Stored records

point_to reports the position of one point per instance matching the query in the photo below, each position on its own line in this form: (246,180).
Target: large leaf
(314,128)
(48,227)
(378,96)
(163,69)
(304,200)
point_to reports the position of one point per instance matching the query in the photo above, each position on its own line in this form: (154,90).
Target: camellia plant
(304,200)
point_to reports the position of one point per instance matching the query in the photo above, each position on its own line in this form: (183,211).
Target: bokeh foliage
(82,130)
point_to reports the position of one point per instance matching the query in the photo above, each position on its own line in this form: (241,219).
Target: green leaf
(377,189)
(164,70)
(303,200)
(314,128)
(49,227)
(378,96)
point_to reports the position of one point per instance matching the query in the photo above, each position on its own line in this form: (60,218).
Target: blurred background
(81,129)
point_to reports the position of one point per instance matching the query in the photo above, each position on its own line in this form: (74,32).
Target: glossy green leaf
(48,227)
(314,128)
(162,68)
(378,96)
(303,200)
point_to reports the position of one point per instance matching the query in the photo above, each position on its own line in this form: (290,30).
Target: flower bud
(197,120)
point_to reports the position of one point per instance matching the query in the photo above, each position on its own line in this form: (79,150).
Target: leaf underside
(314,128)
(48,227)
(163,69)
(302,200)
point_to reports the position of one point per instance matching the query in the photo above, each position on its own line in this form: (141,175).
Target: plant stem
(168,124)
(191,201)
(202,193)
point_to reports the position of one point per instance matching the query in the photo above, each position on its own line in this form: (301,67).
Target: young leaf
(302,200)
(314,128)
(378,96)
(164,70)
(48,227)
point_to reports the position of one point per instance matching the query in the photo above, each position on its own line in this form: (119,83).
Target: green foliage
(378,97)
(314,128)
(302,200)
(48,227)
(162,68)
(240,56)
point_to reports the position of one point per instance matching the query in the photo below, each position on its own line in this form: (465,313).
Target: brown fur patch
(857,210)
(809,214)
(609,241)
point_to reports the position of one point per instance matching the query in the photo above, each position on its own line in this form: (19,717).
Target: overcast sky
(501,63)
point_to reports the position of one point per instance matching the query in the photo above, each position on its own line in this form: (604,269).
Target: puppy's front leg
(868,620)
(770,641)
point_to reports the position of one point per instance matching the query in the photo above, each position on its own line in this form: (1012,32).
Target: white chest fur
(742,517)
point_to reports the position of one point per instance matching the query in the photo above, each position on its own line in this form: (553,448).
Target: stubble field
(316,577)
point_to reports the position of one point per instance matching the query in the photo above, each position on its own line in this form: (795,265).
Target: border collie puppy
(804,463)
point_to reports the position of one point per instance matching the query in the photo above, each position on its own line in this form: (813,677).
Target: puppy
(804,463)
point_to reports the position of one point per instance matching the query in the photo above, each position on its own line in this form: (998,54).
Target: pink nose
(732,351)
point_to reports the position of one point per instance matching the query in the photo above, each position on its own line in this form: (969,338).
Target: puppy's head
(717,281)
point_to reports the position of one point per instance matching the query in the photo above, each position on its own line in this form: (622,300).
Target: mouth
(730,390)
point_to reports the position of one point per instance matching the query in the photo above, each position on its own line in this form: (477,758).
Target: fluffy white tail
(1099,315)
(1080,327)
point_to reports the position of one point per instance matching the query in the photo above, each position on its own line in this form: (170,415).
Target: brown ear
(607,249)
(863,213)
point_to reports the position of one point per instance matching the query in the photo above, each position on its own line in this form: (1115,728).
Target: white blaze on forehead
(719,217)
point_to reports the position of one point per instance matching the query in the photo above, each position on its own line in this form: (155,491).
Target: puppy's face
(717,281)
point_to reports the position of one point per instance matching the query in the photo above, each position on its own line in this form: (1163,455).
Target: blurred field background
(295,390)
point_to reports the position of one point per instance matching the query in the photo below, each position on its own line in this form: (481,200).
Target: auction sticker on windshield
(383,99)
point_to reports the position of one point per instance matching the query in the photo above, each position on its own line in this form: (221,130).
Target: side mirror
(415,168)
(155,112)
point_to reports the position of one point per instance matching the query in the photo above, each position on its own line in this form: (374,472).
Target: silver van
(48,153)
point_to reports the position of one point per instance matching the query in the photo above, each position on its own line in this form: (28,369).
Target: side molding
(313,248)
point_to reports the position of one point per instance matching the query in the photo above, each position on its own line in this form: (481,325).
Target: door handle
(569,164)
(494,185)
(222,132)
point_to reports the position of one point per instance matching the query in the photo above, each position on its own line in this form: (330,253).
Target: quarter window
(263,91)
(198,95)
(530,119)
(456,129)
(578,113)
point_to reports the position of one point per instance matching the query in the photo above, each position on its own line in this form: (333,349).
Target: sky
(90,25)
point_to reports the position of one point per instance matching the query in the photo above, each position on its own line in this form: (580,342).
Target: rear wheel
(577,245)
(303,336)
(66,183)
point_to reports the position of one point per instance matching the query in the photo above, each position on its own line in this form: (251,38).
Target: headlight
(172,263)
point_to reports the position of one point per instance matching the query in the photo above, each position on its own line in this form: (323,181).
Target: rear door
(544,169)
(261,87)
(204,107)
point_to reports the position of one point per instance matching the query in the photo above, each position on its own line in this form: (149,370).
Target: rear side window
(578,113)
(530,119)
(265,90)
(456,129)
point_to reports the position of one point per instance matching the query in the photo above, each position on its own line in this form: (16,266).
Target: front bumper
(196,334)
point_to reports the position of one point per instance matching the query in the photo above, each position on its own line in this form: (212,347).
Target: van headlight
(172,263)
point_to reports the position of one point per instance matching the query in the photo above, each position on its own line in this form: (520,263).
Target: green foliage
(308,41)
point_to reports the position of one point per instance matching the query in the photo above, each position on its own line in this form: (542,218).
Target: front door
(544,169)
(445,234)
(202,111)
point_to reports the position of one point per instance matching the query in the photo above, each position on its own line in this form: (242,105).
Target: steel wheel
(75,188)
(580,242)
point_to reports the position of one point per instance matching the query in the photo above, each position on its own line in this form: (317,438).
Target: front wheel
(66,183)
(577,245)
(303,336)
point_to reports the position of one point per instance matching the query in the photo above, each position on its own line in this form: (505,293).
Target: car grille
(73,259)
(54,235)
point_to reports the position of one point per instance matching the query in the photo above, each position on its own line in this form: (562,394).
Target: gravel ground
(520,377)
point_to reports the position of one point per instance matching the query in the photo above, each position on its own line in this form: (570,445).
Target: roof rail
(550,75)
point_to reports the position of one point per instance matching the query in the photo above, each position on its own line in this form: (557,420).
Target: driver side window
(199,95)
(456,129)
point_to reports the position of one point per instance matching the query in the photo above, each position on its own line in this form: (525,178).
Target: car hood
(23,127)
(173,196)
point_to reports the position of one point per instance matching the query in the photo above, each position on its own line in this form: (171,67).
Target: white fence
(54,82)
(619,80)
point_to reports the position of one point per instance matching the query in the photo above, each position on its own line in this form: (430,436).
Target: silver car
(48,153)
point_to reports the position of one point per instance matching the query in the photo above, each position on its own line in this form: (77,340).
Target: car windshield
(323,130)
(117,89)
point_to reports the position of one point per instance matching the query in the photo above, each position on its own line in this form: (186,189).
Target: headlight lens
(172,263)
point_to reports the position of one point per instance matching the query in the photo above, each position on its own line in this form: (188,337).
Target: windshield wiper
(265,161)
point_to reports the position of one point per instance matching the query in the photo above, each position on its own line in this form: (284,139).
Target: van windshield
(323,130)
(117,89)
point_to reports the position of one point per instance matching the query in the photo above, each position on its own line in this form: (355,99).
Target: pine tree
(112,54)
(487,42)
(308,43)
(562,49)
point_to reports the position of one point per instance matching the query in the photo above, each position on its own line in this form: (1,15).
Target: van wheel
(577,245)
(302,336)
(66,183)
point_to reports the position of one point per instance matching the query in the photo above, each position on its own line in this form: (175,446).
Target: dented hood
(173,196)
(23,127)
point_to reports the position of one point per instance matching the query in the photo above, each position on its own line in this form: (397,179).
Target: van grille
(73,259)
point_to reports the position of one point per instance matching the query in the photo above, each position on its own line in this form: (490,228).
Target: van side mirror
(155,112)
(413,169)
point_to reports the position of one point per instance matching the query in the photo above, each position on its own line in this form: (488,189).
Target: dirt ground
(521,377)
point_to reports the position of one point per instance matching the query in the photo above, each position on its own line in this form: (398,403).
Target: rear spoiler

GOAL OF THE EXERCISE:
In exact wording, restate the lines of the data above from the first through the one holding "this form: (141,175).", and stop after that line.

SOLUTION TO THIS EXERCISE:
point_to reports the position of one point per instance matching the query in the photo below, each position on its own line in this form: (246,180).
Target: large leaf
(314,128)
(48,227)
(378,96)
(163,69)
(304,200)
point_to reports the position of one point per instance matching the query in the photo above, each position on its own line in this form: (154,90).
Target: camellia plant
(304,200)
point_to reports the position of one point per instance matching the query in the photo above, each position on its own line in this form: (183,211).
Target: bokeh foliage
(82,130)
point_to reports the position of one point per instance matching the query in the photo above, each position on its own line in this form: (241,219).
Target: green leaf
(377,189)
(164,70)
(303,200)
(314,128)
(49,227)
(378,96)
point_to reports the position of one point per instance matching the query in the photo above, each position on its own line in this form: (60,218).
Target: blurred background
(81,129)
point_to reports the position of one point per instance matching the query in the photo above, each position on its own line in this form: (74,32).
Target: glossy green leaf
(48,227)
(314,128)
(162,68)
(378,96)
(303,200)
point_to reports the position of one point per instance matching the query in the photo above, each position on its own line in this form: (290,30).
Target: flower bud
(197,120)
point_to reports the position of one point per instance matching the query in the photo above, each position on its own line in this form: (79,150).
Target: leaf underside
(314,128)
(48,227)
(163,69)
(302,200)
point_to reports the position of one point per instance matching the query in the photo above, each position on its own line in this form: (141,175).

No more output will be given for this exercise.